Durch die Übersetzungen aller buddhistischen Texte aus asiatischen Sprachen, aber auch aus der englischen Sprache kommt eine ganze Reihe scheinbar veralteter Begriffe aus der Mode, bzw. sie verschwinden aus dem Sprachgebrauch.
Wenn es um den großen und so schwierigen Bereich der Vergebung und damit der vorausgegangenen Entzweiung, des Nachtragens und Übelwollens geht, sind die feinen Nuancen so wichtig wie die kleinen Fortschritte. Und mit dieser Erkenntnis und solchem Nachvollzug eignen wir uns unsere Sprache wieder an. Was ist es wirklich, was uns Kummer in einer Beziehung bereitet? Eine schleichende Entfremdung? Die dann durch eine niederträchtige Bemerkung zur Entzweiung führte? Wie hatte sie sich angefühlt, diese Niedertracht, und wie fühlt sich die Entzweiung an? Wird sie von beiden Seiten so wahrgenommen? Scheint es endgültig oder braucht eine der beiden Parteien einfach nur Luft zum Atmen? Kann man, oder könnte man, sich eventuell darüber verständigen?
Ich spüre in mir ein Verlangen, nach und nach die ethischen Grundsätze, die Gelöbnisse, in eine ganz eigene Sprache zu übersetzen und diese Übersetzungsarbeit möglicherweise mit anderen zusammen zu machen. Wenn wir sie wirklich verkörpern wollen, sie wirksam werden lassen wollen in unserem Leben, dann müssen wir auf unserer eigenen Sprache bestehen. Mit „Bestehen“ meine ich nicht etwas Trotziges, sondern ich reklamiere damit einen Akt der Aneignung, der Verantwortung, der Emanzipation. Ich meine, die Zeit des puren Nachbetens, auch innerlich, sollte abgelöst werden durch Selber-Denken, Infragestellen, Antworten verlangen. Während wir das tun, sollten wir nachsichtig sein. Wir sollten immer nachsichtig sein. Nachsicht ist die praktische Seite der Güte, des Wohlwollens.

| Vorliegende Angaben |
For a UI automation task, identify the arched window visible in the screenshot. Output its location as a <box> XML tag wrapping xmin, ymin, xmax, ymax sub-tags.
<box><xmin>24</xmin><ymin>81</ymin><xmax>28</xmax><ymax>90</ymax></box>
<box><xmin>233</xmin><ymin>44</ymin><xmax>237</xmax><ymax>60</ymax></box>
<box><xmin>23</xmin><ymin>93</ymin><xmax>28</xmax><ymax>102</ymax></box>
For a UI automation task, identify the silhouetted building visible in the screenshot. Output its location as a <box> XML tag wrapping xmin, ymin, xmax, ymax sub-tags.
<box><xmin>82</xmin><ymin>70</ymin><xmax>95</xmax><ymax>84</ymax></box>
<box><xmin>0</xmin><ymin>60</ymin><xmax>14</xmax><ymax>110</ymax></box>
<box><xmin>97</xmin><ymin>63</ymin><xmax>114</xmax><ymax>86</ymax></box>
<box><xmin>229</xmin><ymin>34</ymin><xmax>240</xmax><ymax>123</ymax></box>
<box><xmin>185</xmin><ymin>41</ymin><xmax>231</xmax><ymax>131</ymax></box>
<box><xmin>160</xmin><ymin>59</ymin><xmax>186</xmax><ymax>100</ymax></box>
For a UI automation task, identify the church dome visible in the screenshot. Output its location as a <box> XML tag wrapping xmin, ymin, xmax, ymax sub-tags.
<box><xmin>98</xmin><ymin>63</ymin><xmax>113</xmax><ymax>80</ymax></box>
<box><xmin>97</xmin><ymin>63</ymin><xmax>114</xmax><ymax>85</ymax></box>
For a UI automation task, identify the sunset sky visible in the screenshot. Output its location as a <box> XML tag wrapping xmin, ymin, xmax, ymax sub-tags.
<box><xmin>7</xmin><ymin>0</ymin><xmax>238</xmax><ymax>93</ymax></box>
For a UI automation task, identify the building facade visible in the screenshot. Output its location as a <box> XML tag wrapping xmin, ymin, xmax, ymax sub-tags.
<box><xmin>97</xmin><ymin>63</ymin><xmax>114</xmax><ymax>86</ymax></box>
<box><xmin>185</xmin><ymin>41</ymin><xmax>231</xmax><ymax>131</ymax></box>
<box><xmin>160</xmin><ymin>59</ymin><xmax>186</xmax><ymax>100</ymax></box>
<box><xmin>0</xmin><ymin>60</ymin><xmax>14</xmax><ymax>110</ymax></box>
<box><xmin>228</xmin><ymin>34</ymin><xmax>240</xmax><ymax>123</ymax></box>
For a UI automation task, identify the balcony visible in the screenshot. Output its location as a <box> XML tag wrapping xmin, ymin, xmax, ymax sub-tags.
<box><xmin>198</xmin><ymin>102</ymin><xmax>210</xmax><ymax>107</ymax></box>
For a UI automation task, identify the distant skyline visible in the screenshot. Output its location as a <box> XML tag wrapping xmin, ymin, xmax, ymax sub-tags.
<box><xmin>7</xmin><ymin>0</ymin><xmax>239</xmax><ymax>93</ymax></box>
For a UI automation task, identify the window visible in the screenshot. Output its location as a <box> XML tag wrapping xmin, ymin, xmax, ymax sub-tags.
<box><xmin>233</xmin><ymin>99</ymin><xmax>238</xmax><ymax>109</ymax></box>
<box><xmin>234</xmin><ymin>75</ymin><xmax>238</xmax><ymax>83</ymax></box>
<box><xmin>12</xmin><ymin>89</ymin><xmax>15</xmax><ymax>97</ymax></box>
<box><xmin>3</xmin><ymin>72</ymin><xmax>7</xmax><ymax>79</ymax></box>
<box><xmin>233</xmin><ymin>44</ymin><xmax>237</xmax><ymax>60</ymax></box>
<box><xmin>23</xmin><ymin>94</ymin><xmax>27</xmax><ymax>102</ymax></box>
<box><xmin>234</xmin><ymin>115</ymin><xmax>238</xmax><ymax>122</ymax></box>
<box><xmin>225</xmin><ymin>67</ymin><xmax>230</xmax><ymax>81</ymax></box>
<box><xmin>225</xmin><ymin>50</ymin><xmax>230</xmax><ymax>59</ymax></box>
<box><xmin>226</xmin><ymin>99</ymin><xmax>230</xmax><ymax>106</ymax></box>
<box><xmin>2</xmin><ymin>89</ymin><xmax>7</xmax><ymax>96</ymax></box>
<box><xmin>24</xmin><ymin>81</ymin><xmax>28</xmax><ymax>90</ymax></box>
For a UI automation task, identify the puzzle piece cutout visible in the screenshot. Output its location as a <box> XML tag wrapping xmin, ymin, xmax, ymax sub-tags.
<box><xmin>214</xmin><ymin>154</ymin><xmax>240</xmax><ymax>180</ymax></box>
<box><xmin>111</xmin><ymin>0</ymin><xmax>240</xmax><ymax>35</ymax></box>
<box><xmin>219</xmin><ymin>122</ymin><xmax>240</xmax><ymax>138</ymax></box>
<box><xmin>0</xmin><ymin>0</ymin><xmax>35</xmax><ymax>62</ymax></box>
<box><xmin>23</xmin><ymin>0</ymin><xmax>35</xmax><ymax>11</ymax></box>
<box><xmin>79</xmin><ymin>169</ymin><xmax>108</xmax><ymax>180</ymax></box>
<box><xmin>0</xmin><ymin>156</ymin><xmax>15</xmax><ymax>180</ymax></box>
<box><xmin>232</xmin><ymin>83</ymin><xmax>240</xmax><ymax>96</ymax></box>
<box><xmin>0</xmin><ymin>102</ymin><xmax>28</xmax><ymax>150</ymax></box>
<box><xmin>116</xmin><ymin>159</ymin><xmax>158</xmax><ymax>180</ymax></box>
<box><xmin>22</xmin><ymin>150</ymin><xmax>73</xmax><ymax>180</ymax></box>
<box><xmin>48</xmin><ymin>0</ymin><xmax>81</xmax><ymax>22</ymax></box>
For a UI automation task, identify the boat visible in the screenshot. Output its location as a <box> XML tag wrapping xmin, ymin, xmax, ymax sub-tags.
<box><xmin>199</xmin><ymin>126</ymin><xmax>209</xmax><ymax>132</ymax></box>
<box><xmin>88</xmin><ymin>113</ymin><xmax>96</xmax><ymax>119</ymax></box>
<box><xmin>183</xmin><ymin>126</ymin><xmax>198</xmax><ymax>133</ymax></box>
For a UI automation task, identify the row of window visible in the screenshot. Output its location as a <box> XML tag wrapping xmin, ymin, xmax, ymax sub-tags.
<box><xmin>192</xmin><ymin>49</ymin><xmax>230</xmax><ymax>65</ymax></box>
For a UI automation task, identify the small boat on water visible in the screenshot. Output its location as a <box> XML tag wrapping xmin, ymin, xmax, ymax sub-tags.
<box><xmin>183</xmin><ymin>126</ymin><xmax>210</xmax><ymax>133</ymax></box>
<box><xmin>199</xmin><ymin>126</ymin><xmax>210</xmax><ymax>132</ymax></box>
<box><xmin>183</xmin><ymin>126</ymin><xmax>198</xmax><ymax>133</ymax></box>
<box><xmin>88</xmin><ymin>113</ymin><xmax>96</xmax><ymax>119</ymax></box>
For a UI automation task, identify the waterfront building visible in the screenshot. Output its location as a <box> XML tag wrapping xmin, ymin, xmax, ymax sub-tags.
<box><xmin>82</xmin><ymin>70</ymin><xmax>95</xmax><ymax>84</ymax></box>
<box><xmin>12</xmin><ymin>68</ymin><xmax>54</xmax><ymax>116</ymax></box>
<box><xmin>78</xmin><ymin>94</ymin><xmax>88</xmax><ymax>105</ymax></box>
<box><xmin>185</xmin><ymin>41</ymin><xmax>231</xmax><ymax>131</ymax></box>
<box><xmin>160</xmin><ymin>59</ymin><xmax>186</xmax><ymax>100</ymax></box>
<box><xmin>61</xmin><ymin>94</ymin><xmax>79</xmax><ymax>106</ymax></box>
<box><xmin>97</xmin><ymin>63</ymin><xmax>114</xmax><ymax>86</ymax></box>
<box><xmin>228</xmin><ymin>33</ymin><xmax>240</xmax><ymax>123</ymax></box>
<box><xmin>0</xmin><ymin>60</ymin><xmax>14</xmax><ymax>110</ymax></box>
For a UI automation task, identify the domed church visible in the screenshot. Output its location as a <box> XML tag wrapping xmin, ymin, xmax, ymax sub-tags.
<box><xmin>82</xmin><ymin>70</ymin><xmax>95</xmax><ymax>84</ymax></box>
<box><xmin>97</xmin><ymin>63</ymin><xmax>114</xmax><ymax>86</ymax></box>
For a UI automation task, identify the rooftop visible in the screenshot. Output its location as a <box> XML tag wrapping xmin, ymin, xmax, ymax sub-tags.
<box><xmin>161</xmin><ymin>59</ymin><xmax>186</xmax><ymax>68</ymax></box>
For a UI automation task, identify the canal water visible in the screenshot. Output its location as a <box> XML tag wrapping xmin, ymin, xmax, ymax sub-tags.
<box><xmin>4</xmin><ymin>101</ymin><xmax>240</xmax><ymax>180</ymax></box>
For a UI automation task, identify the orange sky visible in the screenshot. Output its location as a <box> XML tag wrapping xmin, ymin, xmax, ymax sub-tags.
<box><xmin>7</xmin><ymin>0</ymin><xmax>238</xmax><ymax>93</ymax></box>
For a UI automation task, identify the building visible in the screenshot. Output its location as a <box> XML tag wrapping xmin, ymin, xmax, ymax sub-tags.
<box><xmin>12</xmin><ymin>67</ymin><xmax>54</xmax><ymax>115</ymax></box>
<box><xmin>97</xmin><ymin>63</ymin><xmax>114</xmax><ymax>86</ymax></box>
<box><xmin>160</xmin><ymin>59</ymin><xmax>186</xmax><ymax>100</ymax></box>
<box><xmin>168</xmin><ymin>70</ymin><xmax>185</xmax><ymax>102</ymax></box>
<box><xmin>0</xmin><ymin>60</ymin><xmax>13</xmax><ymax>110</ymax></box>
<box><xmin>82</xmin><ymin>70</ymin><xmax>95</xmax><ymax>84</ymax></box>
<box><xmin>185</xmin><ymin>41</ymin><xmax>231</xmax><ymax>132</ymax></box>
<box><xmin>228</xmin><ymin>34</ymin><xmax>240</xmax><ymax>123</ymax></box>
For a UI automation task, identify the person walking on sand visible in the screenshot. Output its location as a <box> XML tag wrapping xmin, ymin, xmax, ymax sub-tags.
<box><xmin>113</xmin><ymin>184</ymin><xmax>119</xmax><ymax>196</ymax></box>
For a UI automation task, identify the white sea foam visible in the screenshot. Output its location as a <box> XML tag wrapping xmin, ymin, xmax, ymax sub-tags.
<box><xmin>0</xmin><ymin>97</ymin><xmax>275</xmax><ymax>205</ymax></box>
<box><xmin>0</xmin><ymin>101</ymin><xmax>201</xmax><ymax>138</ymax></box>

| Zu erledigende Aufgabe |
Fasse den Textausschnitt in genau zwei Sätzen zusammen.

| Deine Lösung |
Durch die Übersetzung buddhistischer Texte verschwinden scheinbar veraltete Begriffe aus dem Sprachgebrauch, obwohl gerade beim schwierigen Thema Vergebung die feinen Nuancen wichtig sind und man sich mit ihrem Nachvollzug die eigene Sprache wieder aneignet. Der Text äußert den Wunsch, die ethischen Grundsätze und Gelöbnisse in eine eigene Sprache zu übersetzen und das pure Nachbeten durch Selber-Denken und Infragestellen abzulösen, dabei aber immer nachsichtig zu sein.